* Entrées d'étiquetage de la position d'objets:
····················

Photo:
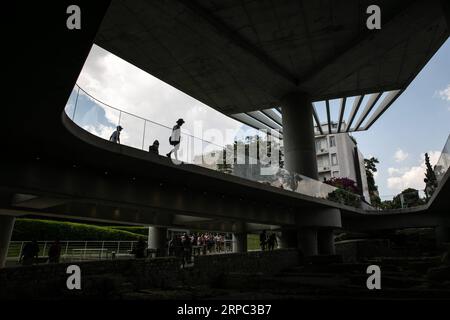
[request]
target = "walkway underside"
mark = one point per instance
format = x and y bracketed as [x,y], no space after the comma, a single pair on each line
[241,56]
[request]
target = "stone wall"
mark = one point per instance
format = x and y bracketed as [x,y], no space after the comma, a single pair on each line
[109,279]
[211,268]
[98,278]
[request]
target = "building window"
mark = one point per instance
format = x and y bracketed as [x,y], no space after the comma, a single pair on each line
[321,145]
[334,159]
[323,162]
[332,141]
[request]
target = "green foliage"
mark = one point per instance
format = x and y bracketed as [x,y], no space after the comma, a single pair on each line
[36,229]
[371,167]
[345,197]
[253,242]
[133,229]
[430,178]
[410,199]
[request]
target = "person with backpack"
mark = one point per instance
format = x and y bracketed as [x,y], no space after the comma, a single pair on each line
[115,137]
[175,138]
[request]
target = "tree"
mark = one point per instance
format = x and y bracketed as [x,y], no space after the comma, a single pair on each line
[346,192]
[407,198]
[430,178]
[371,167]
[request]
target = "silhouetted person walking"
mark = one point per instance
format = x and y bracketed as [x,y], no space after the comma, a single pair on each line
[263,240]
[30,253]
[154,148]
[139,250]
[115,137]
[272,241]
[54,252]
[175,138]
[187,249]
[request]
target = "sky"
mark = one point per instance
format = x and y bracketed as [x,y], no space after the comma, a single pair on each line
[417,122]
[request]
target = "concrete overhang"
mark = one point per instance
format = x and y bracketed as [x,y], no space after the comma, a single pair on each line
[238,56]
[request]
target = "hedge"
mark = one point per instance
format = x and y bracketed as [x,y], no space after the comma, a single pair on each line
[30,229]
[137,230]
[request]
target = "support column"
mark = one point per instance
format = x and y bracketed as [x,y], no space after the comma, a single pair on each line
[6,229]
[307,239]
[157,240]
[442,234]
[287,239]
[298,135]
[326,242]
[240,242]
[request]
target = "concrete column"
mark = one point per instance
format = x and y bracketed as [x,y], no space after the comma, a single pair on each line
[157,237]
[442,234]
[307,239]
[287,239]
[240,242]
[325,239]
[298,135]
[6,229]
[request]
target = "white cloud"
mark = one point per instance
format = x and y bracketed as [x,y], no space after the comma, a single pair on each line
[445,93]
[400,155]
[410,177]
[124,86]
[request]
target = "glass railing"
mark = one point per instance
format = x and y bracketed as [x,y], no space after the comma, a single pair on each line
[441,167]
[101,120]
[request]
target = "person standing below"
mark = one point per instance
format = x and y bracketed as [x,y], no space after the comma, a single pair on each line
[272,241]
[54,252]
[154,148]
[115,137]
[175,138]
[263,240]
[30,253]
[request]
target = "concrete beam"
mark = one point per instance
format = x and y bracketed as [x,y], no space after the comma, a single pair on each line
[6,229]
[299,143]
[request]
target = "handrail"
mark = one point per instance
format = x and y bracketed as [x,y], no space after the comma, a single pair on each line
[275,176]
[145,119]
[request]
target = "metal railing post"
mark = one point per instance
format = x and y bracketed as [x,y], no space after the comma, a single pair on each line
[143,135]
[84,251]
[76,102]
[43,250]
[20,251]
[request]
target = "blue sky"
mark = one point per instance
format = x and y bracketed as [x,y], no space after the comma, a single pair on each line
[417,122]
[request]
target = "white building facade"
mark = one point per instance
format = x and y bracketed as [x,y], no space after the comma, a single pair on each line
[339,157]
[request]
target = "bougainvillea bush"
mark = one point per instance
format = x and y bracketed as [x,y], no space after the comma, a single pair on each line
[347,191]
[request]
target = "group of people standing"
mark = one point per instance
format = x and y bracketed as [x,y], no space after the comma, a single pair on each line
[184,246]
[267,241]
[30,253]
[174,139]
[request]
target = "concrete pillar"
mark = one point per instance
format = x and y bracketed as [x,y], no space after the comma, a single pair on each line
[287,239]
[157,238]
[442,234]
[240,242]
[325,239]
[307,240]
[6,229]
[298,135]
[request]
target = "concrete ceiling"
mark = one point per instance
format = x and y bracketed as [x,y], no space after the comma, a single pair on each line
[240,56]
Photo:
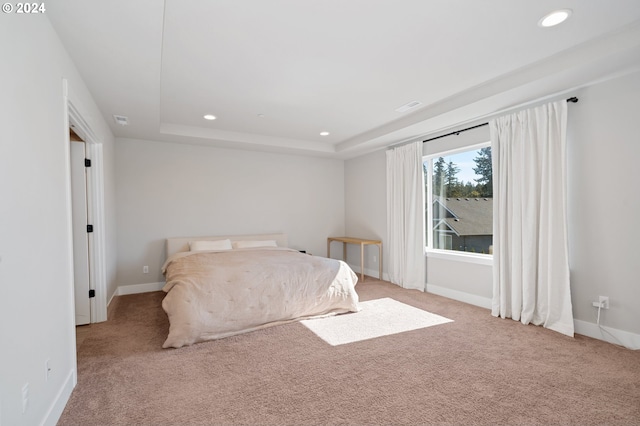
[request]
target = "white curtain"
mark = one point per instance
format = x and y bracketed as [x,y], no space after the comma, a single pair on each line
[405,216]
[531,263]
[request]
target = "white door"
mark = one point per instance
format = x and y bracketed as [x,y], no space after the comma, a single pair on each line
[80,236]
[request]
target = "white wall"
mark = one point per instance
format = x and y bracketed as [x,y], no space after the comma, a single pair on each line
[366,207]
[36,279]
[603,150]
[604,238]
[173,190]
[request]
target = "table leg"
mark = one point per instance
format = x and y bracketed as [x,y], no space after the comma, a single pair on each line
[380,257]
[362,261]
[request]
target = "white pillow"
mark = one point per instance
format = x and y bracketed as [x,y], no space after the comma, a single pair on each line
[255,243]
[210,245]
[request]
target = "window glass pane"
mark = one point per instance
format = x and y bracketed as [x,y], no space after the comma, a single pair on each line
[461,211]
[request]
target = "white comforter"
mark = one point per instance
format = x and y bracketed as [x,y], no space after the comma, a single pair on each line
[215,294]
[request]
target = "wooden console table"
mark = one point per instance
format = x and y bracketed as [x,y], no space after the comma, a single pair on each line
[362,242]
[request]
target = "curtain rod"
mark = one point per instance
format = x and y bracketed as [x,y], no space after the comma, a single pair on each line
[457,132]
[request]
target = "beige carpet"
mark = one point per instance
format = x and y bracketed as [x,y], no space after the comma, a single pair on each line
[377,318]
[476,370]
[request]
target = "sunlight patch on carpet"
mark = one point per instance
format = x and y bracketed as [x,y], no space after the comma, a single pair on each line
[380,317]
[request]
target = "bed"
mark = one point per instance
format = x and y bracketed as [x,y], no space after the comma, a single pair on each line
[227,285]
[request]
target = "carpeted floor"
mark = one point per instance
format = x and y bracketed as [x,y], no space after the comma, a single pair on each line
[476,370]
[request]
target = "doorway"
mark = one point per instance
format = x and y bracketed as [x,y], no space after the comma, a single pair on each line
[80,222]
[94,256]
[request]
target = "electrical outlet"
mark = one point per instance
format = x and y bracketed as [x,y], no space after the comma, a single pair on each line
[25,397]
[604,302]
[47,369]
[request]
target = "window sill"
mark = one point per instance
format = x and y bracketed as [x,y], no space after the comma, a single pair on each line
[480,259]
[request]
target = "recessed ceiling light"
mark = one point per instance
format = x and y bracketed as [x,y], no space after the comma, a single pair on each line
[121,120]
[410,105]
[554,18]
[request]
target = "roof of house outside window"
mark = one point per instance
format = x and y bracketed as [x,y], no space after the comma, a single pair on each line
[471,216]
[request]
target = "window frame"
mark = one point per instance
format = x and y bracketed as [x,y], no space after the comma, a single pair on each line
[430,251]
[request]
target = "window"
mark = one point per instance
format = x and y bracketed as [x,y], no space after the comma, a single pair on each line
[459,200]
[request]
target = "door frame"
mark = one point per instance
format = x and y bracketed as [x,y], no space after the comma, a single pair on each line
[75,118]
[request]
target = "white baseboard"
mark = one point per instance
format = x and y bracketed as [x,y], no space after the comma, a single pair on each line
[139,288]
[60,401]
[608,334]
[472,299]
[612,335]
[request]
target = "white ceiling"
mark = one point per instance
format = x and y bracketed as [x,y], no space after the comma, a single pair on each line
[342,66]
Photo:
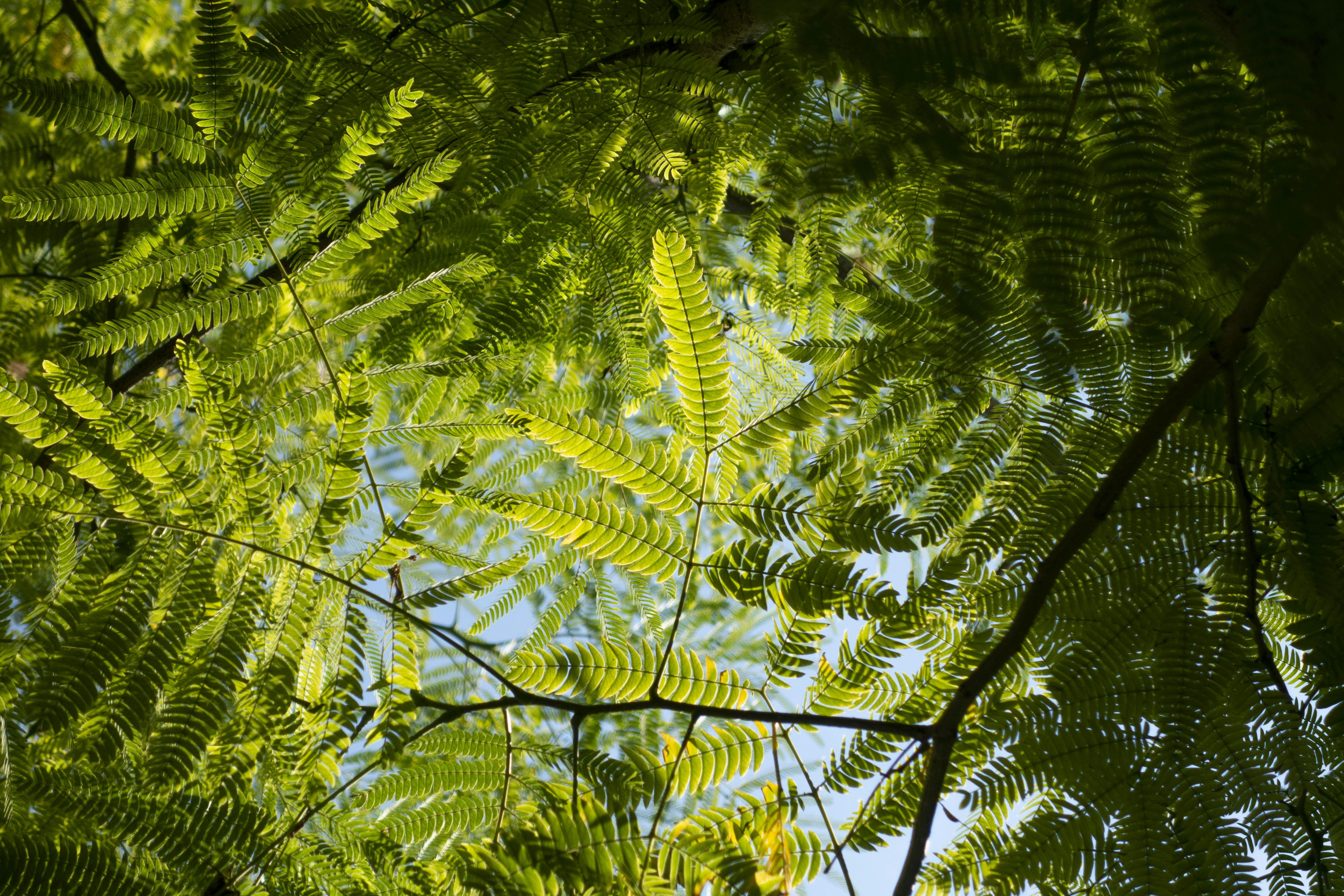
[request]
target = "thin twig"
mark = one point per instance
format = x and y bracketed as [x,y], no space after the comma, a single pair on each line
[1084,64]
[686,577]
[322,350]
[304,817]
[509,772]
[779,785]
[91,41]
[822,807]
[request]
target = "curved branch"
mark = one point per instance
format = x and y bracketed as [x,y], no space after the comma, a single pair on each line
[1201,373]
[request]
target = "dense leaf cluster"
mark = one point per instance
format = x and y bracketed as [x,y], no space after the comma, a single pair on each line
[459,447]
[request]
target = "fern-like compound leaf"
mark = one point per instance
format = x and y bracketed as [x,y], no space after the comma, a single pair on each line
[697,347]
[612,455]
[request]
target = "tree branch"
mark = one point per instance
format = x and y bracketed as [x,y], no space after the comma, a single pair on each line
[1244,500]
[525,699]
[91,41]
[1201,373]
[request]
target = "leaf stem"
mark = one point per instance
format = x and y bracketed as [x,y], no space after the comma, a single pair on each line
[663,802]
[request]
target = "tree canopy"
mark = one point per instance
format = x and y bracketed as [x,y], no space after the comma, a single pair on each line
[462,448]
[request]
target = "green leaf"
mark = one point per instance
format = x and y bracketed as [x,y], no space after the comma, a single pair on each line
[97,111]
[697,349]
[613,455]
[165,194]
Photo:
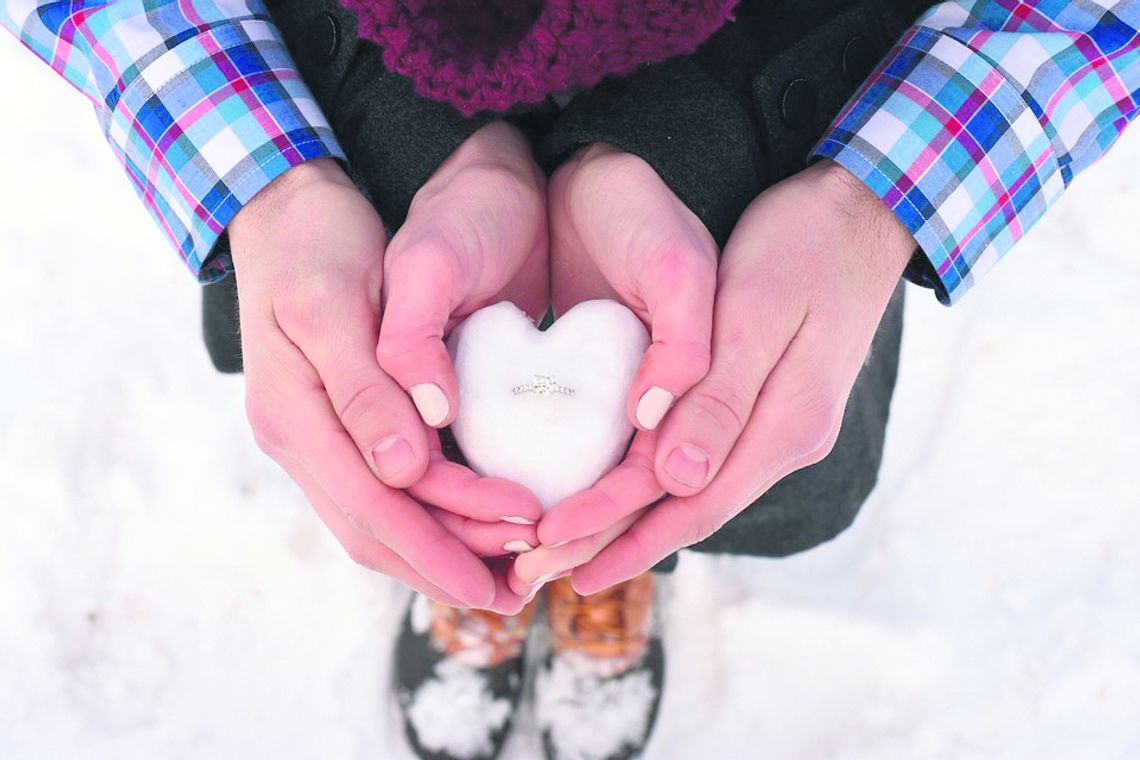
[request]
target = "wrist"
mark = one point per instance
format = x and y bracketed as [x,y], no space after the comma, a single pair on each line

····················

* Consigne: Renvoie toutes les lignes des enregistrements ci-dessus qui contiennent la chaîne "glass".

* Réponse:
target = "glass railing"
target = "window glass pane"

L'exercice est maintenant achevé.